● SET TASK: Find the line that contains "Where can you see the short"; then retype it and each line after it, exactly, through the final line of the data below.

● Dataset records about object locations:
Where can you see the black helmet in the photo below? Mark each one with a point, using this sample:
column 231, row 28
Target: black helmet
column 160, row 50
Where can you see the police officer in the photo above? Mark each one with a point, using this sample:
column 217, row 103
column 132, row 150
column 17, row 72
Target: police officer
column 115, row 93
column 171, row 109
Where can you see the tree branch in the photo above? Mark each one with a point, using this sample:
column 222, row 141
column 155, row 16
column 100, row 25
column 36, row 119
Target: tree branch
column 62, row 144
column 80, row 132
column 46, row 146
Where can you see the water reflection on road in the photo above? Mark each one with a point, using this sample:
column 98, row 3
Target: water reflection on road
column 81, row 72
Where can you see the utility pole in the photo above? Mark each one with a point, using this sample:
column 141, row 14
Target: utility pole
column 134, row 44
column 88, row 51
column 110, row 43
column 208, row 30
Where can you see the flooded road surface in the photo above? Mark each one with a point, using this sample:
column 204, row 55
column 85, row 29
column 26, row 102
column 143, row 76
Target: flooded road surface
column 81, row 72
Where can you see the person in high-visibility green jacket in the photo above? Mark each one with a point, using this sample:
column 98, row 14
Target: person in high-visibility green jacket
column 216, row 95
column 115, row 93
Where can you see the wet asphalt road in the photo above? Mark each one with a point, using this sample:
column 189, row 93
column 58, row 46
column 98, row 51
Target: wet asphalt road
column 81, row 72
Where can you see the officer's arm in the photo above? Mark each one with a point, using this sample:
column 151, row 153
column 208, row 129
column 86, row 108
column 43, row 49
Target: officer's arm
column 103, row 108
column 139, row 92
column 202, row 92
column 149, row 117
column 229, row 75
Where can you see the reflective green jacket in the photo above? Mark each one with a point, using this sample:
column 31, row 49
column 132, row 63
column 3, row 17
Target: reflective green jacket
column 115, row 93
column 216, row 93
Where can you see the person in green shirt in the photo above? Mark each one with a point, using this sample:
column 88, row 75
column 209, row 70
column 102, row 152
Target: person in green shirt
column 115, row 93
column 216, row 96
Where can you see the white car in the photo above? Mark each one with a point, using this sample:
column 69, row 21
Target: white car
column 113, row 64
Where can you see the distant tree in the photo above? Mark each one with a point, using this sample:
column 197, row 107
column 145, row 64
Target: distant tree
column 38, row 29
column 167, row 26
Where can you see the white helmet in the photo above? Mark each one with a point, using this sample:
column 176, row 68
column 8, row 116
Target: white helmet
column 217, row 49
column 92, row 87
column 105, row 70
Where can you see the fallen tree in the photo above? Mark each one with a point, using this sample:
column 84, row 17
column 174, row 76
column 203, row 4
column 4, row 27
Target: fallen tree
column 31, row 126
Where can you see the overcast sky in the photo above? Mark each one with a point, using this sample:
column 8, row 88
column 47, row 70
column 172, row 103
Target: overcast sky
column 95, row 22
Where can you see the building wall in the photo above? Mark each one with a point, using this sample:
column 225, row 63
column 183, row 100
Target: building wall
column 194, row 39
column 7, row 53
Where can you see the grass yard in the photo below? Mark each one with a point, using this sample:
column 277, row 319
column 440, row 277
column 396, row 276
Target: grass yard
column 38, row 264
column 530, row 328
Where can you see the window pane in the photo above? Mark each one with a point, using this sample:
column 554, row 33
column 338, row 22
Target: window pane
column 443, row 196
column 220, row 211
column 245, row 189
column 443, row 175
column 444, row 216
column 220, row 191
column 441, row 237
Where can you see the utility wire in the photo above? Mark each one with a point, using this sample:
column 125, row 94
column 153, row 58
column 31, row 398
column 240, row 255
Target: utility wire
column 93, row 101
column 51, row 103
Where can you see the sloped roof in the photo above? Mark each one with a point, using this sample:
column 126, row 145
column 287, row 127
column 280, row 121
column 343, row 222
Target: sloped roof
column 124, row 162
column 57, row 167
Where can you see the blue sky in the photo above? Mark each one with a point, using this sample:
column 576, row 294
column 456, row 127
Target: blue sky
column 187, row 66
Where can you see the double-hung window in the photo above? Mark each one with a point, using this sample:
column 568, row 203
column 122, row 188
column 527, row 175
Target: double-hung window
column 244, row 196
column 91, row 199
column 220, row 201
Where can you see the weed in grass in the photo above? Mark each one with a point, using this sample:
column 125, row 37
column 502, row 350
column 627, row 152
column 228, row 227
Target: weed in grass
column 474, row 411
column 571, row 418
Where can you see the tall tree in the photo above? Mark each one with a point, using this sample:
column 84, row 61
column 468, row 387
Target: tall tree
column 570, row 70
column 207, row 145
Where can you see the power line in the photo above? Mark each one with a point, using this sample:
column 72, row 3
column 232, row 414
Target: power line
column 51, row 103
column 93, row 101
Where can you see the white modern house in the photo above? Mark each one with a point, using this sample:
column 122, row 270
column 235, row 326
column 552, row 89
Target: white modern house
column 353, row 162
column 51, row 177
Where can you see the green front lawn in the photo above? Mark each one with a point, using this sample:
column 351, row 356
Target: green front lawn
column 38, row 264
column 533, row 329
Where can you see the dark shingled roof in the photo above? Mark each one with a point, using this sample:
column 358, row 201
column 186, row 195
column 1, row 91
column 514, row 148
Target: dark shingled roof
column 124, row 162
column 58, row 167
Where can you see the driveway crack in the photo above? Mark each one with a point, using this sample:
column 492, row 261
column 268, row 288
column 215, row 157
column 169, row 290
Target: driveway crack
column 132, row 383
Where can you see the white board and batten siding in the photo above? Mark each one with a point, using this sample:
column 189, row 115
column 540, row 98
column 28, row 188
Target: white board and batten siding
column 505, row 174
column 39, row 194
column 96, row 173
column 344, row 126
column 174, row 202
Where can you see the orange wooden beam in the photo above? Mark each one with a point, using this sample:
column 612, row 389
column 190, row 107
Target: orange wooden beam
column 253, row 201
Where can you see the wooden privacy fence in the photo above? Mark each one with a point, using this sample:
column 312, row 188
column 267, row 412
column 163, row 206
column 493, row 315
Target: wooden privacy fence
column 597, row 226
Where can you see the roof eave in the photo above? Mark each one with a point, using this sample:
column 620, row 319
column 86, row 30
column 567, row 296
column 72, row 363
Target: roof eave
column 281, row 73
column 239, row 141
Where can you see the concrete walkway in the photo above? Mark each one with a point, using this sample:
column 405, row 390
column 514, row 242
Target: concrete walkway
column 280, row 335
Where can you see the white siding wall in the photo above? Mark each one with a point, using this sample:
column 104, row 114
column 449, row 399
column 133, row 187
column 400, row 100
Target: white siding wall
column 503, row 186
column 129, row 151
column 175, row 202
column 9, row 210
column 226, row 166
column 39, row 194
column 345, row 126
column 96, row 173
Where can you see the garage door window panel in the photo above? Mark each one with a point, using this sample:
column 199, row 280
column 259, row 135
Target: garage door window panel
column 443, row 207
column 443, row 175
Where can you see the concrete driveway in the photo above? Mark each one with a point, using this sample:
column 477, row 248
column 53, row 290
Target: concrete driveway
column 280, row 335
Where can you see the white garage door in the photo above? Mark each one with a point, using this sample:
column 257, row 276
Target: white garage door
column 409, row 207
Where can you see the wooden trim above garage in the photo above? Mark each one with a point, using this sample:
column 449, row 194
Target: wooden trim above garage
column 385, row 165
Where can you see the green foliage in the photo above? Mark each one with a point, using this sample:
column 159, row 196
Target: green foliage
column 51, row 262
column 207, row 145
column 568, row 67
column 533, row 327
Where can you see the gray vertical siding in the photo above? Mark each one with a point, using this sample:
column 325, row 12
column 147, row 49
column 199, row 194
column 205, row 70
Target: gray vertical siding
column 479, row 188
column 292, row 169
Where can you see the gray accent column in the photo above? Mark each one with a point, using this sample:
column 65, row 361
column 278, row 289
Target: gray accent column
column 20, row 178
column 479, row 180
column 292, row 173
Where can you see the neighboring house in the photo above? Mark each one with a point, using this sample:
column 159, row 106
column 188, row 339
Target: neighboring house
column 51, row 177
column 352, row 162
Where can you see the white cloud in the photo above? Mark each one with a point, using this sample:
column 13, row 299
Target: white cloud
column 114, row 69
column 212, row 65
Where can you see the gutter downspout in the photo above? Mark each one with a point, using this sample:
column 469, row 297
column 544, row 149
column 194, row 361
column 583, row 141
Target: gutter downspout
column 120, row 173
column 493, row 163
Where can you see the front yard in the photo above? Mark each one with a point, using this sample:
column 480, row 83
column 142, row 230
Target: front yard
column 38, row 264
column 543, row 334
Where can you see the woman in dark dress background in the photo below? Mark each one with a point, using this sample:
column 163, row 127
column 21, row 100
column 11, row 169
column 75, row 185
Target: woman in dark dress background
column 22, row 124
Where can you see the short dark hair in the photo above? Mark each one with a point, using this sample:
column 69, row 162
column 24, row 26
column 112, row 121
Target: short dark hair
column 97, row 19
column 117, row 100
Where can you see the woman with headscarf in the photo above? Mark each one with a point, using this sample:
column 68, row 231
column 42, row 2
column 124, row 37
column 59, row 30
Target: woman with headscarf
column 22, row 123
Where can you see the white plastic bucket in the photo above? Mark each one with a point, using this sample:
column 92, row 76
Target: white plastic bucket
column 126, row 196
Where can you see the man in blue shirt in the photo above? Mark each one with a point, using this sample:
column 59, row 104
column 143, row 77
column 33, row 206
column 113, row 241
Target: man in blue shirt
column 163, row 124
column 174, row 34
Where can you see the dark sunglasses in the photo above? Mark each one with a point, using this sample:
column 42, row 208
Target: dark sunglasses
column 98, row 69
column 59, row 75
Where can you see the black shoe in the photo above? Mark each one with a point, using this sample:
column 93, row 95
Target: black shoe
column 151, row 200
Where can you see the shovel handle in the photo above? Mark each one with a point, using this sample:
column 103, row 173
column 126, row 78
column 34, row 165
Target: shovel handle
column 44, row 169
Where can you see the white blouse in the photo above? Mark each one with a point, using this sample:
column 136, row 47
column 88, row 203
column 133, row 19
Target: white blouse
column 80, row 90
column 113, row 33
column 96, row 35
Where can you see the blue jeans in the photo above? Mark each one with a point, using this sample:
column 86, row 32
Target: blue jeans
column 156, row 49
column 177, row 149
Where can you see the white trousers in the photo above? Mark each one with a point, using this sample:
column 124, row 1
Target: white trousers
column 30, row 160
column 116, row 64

● ANSWER IN FULL:
Where can you see the short dark hair in the photo above? Mark each one with a point, using this sample:
column 69, row 162
column 24, row 26
column 112, row 121
Target: short dark hair
column 97, row 19
column 117, row 100
Where can you see the woman with headscarf in the photo above? Mark each one with a point, using this sample:
column 68, row 231
column 42, row 2
column 124, row 37
column 59, row 30
Target: woman with headscarf
column 22, row 123
Where can you see the white plastic bucket in the photo above? Mark each one with a point, using this sample:
column 92, row 76
Target: white plastic bucket
column 126, row 196
Where can you see the man in blue shirt in the photo above? Mark each one with a point, using this sample:
column 59, row 104
column 143, row 77
column 33, row 206
column 113, row 241
Target: man in blue shirt
column 163, row 124
column 174, row 34
Where can you see the dark sunglasses in the photo above? Mark each one with a point, using this sample:
column 42, row 208
Target: dark sunglasses
column 98, row 69
column 59, row 75
Where can you see the black shoe in the photo above? Mark each one with a point, using this sample:
column 93, row 95
Target: black shoe
column 151, row 200
Where can you see the shovel handle in the photo above? Mark each one with a point, using this sample:
column 103, row 173
column 126, row 78
column 34, row 165
Target: shovel handle
column 44, row 169
Where can you see the white blouse in the photo above? Mark each one with a point, using this sample:
column 136, row 47
column 88, row 203
column 133, row 19
Target: white blouse
column 80, row 90
column 113, row 33
column 96, row 35
Where can you see the blue jeans in the photo above? Mark each one with a point, using this sample:
column 86, row 32
Target: blue jeans
column 156, row 49
column 177, row 149
Where can you see the white trousers in the photo above? Mark each one with a point, using this sample:
column 124, row 1
Target: white trousers
column 30, row 160
column 116, row 64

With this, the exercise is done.